---- RECORDS FOR THE EXERCISE
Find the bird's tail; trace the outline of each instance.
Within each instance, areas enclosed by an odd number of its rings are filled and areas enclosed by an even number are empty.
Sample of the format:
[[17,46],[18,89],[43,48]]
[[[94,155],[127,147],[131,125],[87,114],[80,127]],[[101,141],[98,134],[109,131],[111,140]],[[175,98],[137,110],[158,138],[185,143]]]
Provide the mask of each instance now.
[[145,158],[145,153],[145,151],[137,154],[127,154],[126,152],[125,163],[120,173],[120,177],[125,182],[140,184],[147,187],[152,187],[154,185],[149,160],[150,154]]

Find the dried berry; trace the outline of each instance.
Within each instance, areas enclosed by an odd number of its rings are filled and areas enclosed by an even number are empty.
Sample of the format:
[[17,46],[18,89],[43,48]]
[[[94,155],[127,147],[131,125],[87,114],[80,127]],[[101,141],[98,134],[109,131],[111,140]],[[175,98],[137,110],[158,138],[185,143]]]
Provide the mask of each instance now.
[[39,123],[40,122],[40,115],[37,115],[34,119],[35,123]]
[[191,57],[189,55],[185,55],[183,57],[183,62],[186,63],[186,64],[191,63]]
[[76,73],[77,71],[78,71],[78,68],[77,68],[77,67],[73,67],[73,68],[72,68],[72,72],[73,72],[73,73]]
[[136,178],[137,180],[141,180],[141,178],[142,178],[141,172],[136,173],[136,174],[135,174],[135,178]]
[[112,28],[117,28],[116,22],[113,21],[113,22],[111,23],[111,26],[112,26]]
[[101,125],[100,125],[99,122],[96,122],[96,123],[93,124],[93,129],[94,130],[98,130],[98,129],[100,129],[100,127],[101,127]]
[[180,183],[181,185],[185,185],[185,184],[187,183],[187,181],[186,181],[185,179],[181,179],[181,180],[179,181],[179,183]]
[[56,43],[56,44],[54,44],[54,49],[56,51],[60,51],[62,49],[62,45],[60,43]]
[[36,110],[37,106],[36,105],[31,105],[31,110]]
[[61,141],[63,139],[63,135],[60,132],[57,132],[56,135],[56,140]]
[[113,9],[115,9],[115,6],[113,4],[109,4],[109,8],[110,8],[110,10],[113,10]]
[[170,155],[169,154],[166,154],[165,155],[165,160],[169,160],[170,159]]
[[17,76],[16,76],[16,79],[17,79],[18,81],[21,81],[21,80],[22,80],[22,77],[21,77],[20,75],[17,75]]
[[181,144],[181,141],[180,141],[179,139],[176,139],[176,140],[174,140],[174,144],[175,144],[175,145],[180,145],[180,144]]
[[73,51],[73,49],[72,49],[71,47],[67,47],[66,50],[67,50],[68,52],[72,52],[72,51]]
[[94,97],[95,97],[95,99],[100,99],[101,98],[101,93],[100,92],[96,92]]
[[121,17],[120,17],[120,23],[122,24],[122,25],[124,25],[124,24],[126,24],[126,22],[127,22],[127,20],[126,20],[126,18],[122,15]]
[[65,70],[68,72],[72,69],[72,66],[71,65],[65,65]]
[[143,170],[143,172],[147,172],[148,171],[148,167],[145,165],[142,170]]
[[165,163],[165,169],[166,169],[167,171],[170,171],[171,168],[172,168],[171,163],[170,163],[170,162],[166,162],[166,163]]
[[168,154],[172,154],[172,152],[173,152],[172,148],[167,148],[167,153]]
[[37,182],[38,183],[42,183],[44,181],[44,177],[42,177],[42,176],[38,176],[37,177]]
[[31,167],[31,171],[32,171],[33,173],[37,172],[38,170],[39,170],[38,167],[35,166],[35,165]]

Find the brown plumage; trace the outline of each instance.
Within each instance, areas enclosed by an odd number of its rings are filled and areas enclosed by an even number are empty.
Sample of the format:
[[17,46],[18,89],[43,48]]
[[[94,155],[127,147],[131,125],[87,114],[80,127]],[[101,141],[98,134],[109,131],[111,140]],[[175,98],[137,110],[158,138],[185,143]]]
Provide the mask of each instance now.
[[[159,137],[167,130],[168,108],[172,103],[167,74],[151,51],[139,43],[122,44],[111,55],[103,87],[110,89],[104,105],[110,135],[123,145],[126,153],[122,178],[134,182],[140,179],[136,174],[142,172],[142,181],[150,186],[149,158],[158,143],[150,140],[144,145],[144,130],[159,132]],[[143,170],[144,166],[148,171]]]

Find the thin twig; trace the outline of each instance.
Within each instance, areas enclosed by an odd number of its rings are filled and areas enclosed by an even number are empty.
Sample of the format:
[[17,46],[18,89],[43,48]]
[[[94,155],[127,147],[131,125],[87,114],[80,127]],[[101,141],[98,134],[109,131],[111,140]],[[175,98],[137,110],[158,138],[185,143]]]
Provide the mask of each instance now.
--------
Convert the entries above into a JSON list of strings with one string per line, and leave out blank lines.

TASK RESPONSE -
[
  "Find the bird's tail; trace the outline of each instance.",
  "Within each instance, areas enclosed by an odd number of its rings are filled and areas enclosed by an even number are empty.",
  "Sample of the format:",
  "[[17,46],[18,89],[43,48]]",
  "[[[94,155],[127,147],[131,125],[87,114],[80,127]],[[101,141],[98,134],[109,131],[111,140]],[[175,98],[137,110],[158,138],[185,143]]]",
  "Provide the mask of each instance now.",
  "[[145,158],[145,153],[145,151],[137,154],[127,154],[126,152],[125,163],[120,173],[120,177],[125,182],[140,184],[147,187],[152,187],[154,185],[149,160],[150,154]]",
  "Find the dried berry; trace the outline of each instance.",
  "Within each instance, areas enclosed by an odd number of its rings are filled and areas enclosed by an even number are empty.",
  "Sample of the format:",
  "[[17,46],[18,89],[43,48]]",
  "[[[94,155],[127,147],[131,125],[87,114],[80,127]],[[101,141],[98,134],[109,131],[111,140]],[[175,98],[137,110],[158,138],[185,143]]]",
  "Provide the mask of each instance now.",
  "[[39,123],[40,122],[40,115],[37,115],[34,119],[35,123]]",
  "[[191,57],[189,55],[185,55],[183,57],[183,62],[186,63],[186,64],[191,63]]",
  "[[76,73],[77,71],[78,71],[78,68],[77,68],[77,67],[73,67],[73,68],[72,68],[72,72],[73,72],[73,73]]",
  "[[136,178],[137,180],[141,180],[141,178],[142,178],[141,172],[136,173],[136,174],[135,174],[135,178]]",
  "[[112,28],[117,28],[116,22],[113,21],[113,22],[111,23],[111,26],[112,26]]",
  "[[101,125],[100,125],[99,122],[96,122],[96,123],[93,124],[93,129],[94,130],[98,130],[98,129],[100,129],[100,127],[101,127]]",
  "[[180,183],[181,185],[185,185],[185,184],[187,183],[187,181],[186,181],[185,179],[181,179],[181,180],[179,181],[179,183]]",
  "[[56,43],[56,44],[54,44],[54,49],[56,51],[60,51],[62,49],[62,45],[60,43]]",
  "[[36,110],[37,106],[36,105],[31,105],[31,110]]",
  "[[61,141],[63,139],[63,135],[60,132],[57,132],[56,135],[56,140]]",
  "[[113,9],[115,9],[115,6],[113,4],[109,4],[109,8],[110,8],[110,10],[113,10]]",
  "[[170,155],[169,154],[166,154],[165,155],[165,160],[169,160],[170,159]]",
  "[[17,76],[16,76],[16,79],[17,79],[18,81],[21,81],[21,80],[22,80],[22,77],[21,77],[20,75],[17,75]]",
  "[[181,144],[181,141],[180,141],[179,139],[176,139],[176,140],[174,140],[174,144],[175,144],[175,145],[180,145],[180,144]]",
  "[[73,51],[73,49],[72,49],[71,47],[67,47],[66,50],[67,50],[68,52],[72,52],[72,51]]",
  "[[94,97],[95,97],[95,99],[100,99],[101,98],[101,93],[100,92],[96,92]]",
  "[[121,17],[120,17],[120,23],[122,24],[122,25],[124,25],[124,24],[126,24],[126,22],[127,22],[127,20],[126,20],[126,18],[122,15]]",
  "[[65,70],[68,72],[72,69],[72,66],[71,65],[65,65]]",
  "[[143,170],[143,172],[147,172],[148,171],[148,167],[145,165],[142,170]]",
  "[[165,163],[165,169],[166,169],[167,171],[170,171],[171,168],[172,168],[171,163],[170,163],[170,162],[166,162],[166,163]]",
  "[[168,154],[172,154],[172,152],[173,152],[172,148],[167,148],[167,153]]",
  "[[37,182],[38,183],[42,183],[44,181],[44,177],[42,177],[42,176],[38,176],[37,177]]",
  "[[31,167],[31,171],[32,171],[33,173],[37,172],[38,170],[39,170],[38,167],[35,166],[35,165]]",
  "Find the brown plumage; trace the outline of each instance.",
  "Within each instance, areas enclosed by an odd number of its rings are filled and areas enclosed by an even number are empty.",
  "Sample of the format:",
  "[[17,46],[18,89],[43,48]]",
  "[[[94,155],[127,147],[131,125],[87,114],[80,127]],[[101,141],[98,134],[109,131],[111,140]],[[175,98],[137,110],[158,138],[185,143]]]",
  "Provide the mask of each instance now.",
  "[[[159,137],[167,130],[168,108],[172,103],[167,74],[151,51],[139,43],[122,44],[111,55],[103,87],[110,89],[104,105],[110,135],[123,145],[126,153],[122,178],[134,182],[140,179],[136,174],[142,172],[142,181],[150,186],[149,158],[158,143],[150,140],[144,145],[144,130],[159,132]],[[143,170],[144,166],[148,171]]]",
  "Find the thin twig; trace the outline of each instance.",
  "Within each instance, areas enclosed by an odd number of its rings are filled and areas enclosed by an even number are empty.",
  "Sample of the format:",
  "[[17,46],[18,89],[43,48]]",
  "[[[94,155],[127,147],[131,125],[87,114],[80,127]],[[101,141],[98,134],[109,131],[111,140]],[[175,98],[137,110],[158,138],[185,143]]]",
  "Provide the mask of each instance now."
]